_Task prompt_
Every entry should be duplicated verbatim, and no picture may appear in the copy.

━━ The input ━━

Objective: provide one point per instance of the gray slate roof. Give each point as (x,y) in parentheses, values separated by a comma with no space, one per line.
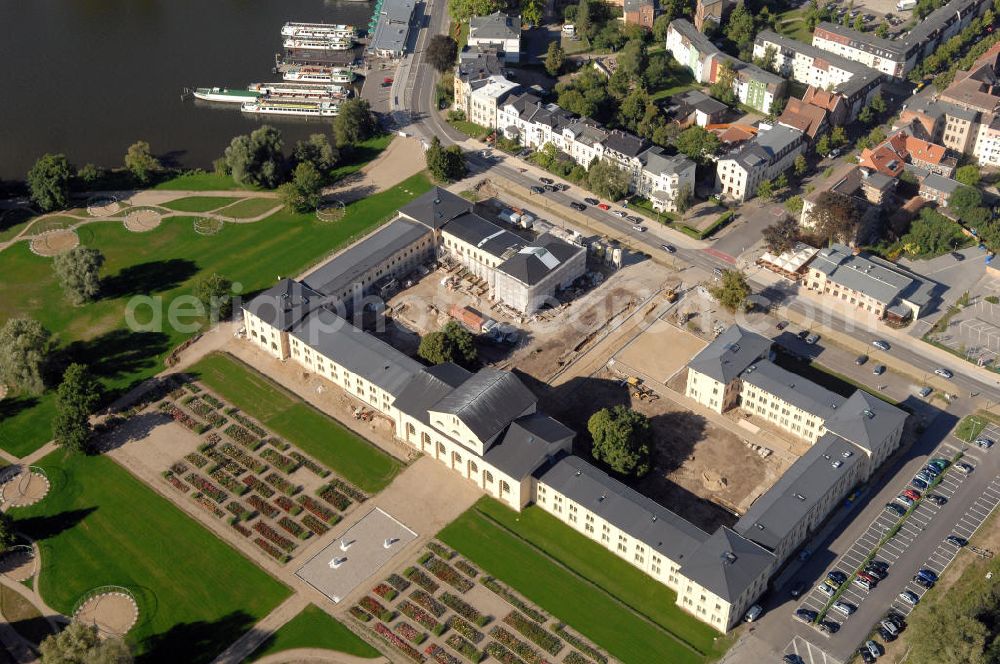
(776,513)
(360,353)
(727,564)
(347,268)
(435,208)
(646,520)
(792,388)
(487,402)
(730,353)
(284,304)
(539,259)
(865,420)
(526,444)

━━━

_The completed task_
Objective: provide one point per instance of the gray slate roof. Give each point as (x,y) in parentheses, values separated by a comma with no space, one per line.
(776,513)
(360,353)
(727,564)
(347,268)
(435,208)
(646,520)
(792,388)
(487,402)
(730,353)
(284,304)
(539,259)
(865,420)
(526,444)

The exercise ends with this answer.